** Start RECORD EXTRACTS **

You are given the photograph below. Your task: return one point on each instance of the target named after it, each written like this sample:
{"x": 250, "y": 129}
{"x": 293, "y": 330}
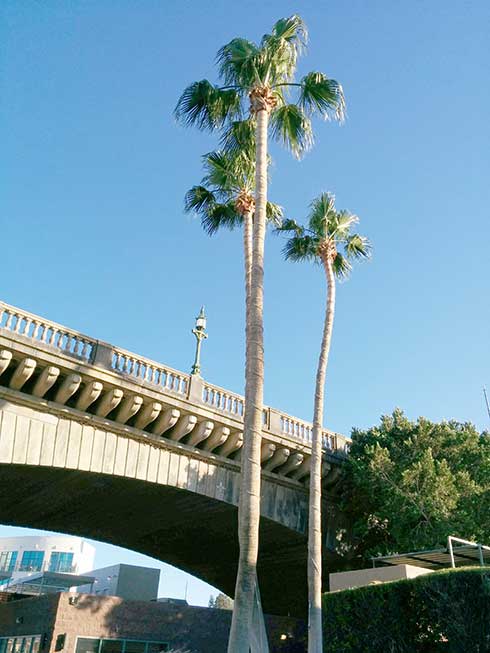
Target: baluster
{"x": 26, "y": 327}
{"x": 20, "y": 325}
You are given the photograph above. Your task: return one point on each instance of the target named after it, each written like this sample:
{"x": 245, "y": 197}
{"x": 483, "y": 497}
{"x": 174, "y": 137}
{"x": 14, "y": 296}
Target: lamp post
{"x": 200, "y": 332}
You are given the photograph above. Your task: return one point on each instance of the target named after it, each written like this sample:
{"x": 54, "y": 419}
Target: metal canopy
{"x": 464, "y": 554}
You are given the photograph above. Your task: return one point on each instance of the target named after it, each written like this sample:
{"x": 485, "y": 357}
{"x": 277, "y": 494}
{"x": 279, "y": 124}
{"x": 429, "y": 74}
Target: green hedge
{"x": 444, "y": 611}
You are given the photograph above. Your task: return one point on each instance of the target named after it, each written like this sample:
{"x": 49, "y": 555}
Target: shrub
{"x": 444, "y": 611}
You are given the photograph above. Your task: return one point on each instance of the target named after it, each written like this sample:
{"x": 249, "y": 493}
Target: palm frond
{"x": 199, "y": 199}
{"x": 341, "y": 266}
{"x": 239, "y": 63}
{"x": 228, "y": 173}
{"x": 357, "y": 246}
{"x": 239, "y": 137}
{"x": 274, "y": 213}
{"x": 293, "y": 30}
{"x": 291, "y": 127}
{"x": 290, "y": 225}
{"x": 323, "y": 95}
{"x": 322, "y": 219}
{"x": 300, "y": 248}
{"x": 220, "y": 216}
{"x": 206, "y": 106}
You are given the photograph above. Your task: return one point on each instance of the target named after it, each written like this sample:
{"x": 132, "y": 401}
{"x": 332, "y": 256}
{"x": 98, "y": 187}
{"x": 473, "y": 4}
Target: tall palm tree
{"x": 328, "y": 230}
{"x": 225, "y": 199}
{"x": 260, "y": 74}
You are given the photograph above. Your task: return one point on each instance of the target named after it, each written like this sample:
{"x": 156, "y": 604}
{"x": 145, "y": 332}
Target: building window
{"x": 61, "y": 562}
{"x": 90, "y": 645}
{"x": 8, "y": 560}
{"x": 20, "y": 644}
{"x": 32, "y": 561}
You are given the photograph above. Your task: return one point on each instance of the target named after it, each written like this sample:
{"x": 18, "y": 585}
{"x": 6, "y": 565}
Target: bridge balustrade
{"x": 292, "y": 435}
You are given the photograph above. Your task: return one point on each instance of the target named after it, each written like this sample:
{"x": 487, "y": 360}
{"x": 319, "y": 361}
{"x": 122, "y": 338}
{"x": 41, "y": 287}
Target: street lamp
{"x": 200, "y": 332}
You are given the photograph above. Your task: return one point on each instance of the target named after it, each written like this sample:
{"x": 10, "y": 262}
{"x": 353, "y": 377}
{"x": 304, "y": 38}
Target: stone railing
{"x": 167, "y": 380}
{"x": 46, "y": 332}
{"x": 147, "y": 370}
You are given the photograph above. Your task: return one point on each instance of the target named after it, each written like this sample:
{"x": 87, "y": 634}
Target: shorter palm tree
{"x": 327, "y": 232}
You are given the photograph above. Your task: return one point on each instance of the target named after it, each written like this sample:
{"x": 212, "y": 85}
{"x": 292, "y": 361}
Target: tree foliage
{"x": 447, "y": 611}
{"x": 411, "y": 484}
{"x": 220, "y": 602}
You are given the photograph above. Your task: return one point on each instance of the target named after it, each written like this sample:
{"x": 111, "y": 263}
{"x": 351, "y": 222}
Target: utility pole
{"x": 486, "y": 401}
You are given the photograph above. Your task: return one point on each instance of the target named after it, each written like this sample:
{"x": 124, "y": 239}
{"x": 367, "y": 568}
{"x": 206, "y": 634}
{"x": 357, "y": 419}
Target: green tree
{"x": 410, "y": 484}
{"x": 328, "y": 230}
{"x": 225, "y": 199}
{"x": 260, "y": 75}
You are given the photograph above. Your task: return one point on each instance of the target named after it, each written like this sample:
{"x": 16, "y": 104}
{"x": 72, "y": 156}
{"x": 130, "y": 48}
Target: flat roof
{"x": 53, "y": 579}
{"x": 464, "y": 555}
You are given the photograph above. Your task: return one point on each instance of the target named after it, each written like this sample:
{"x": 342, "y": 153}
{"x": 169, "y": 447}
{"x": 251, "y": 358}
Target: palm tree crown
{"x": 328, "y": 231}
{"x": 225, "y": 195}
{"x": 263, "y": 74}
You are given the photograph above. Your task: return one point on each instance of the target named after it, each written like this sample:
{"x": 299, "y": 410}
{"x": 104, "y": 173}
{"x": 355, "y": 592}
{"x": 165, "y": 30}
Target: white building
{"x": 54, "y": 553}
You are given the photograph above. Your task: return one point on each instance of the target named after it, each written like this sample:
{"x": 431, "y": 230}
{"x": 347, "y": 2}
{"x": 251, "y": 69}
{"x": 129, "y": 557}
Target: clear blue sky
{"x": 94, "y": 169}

** End RECORD EXTRACTS **

THE REQUEST: Transcribe every line from the records above without alteration, and leave out the images.

RESULT BELOW:
You are given the photograph below. Your task: return one point on each instance of the target named after it, each written like this sample:
{"x": 250, "y": 129}
{"x": 293, "y": 330}
Target: baluster
{"x": 26, "y": 327}
{"x": 20, "y": 325}
You are given the photograph above. Your task: return one point on each instance of the target named after it, each written like this sample:
{"x": 245, "y": 197}
{"x": 483, "y": 497}
{"x": 174, "y": 137}
{"x": 14, "y": 296}
Target: lamp post
{"x": 200, "y": 332}
You are given the photograph above. Your task: return one point on each instance of the target named after it, each written like this sample:
{"x": 54, "y": 419}
Target: metal canopy
{"x": 464, "y": 554}
You are given the photograph above. Your task: return one point on each instance of the target named after it, each written like this sample:
{"x": 485, "y": 357}
{"x": 277, "y": 494}
{"x": 279, "y": 124}
{"x": 429, "y": 74}
Target: green hedge
{"x": 444, "y": 611}
You are given the photograph above. Your task: return one point on each instance of the target named after it, each written like this sample:
{"x": 49, "y": 555}
Target: shrub
{"x": 444, "y": 611}
You are given the photograph above. Your task: return one point on each instance of the target named after it, each written like this sample:
{"x": 249, "y": 493}
Target: palm frond
{"x": 199, "y": 199}
{"x": 341, "y": 266}
{"x": 239, "y": 63}
{"x": 228, "y": 173}
{"x": 357, "y": 246}
{"x": 239, "y": 137}
{"x": 274, "y": 213}
{"x": 293, "y": 30}
{"x": 291, "y": 127}
{"x": 290, "y": 225}
{"x": 323, "y": 95}
{"x": 322, "y": 219}
{"x": 300, "y": 248}
{"x": 220, "y": 216}
{"x": 206, "y": 106}
You are given the photograph above. Your task: return one point on each instance of the target named after it, each written like this sample:
{"x": 132, "y": 401}
{"x": 332, "y": 256}
{"x": 98, "y": 187}
{"x": 473, "y": 4}
Target: tall palm tree
{"x": 328, "y": 230}
{"x": 225, "y": 199}
{"x": 260, "y": 74}
You are given the photograph above. Your task: return one point on each instance of the target named after it, each written like this sample:
{"x": 156, "y": 604}
{"x": 145, "y": 332}
Target: building window
{"x": 61, "y": 562}
{"x": 90, "y": 645}
{"x": 8, "y": 560}
{"x": 20, "y": 644}
{"x": 32, "y": 561}
You are given the photograph above. Your task: return one point on each instance of the target named after it, each written like this sample:
{"x": 18, "y": 585}
{"x": 6, "y": 565}
Target: bridge balustrade
{"x": 292, "y": 435}
You are given the photograph above. Your task: return one point on each instance of the target named after it, each written like this sample:
{"x": 487, "y": 360}
{"x": 319, "y": 361}
{"x": 122, "y": 338}
{"x": 41, "y": 287}
Target: street lamp
{"x": 200, "y": 332}
You are given the photograph above. Your task: return one point on each instance of the target named after it, each written like this sample:
{"x": 10, "y": 262}
{"x": 353, "y": 377}
{"x": 304, "y": 38}
Target: stone railing
{"x": 167, "y": 380}
{"x": 46, "y": 332}
{"x": 147, "y": 370}
You are given the photograph above. Your task: return one point on each instance of the target named after it, each written like this sample:
{"x": 87, "y": 634}
Target: shorter palm tree
{"x": 327, "y": 232}
You are given the photograph above. Your task: return one point on each instance of the target named after it, each written like this sample:
{"x": 212, "y": 85}
{"x": 292, "y": 361}
Target: tree foliage
{"x": 447, "y": 611}
{"x": 411, "y": 484}
{"x": 220, "y": 602}
You are given the photograph above. Your task: return one point on each instance of the target named after it, each written like this sample:
{"x": 111, "y": 263}
{"x": 351, "y": 222}
Target: utility pole
{"x": 486, "y": 401}
You are given the photograph above. Your task: return one point on each instance of the target named after it, each written like this sample:
{"x": 124, "y": 239}
{"x": 367, "y": 568}
{"x": 206, "y": 634}
{"x": 357, "y": 419}
Target: green tree
{"x": 410, "y": 484}
{"x": 328, "y": 230}
{"x": 225, "y": 199}
{"x": 260, "y": 75}
You are given the photograph above. Your task: return one point on each instance of the target named after it, each written like this sample:
{"x": 16, "y": 104}
{"x": 72, "y": 156}
{"x": 130, "y": 48}
Target: flat roof
{"x": 53, "y": 579}
{"x": 464, "y": 555}
You are given the photograph above. Your task: return one point on each instance of the target named after it, each written like this sample:
{"x": 342, "y": 153}
{"x": 169, "y": 447}
{"x": 251, "y": 358}
Target: palm tree crown
{"x": 328, "y": 231}
{"x": 225, "y": 195}
{"x": 263, "y": 74}
You are given the photograph above. Your task: return one point on each instance of the target named after it, each written like this sample:
{"x": 299, "y": 410}
{"x": 104, "y": 173}
{"x": 355, "y": 592}
{"x": 165, "y": 30}
Target: white building
{"x": 54, "y": 553}
You are given the photograph above. Your task: return one point on each instance of the target named after it, each written like this sample:
{"x": 431, "y": 230}
{"x": 347, "y": 2}
{"x": 251, "y": 69}
{"x": 129, "y": 557}
Target: clear blue sky
{"x": 94, "y": 169}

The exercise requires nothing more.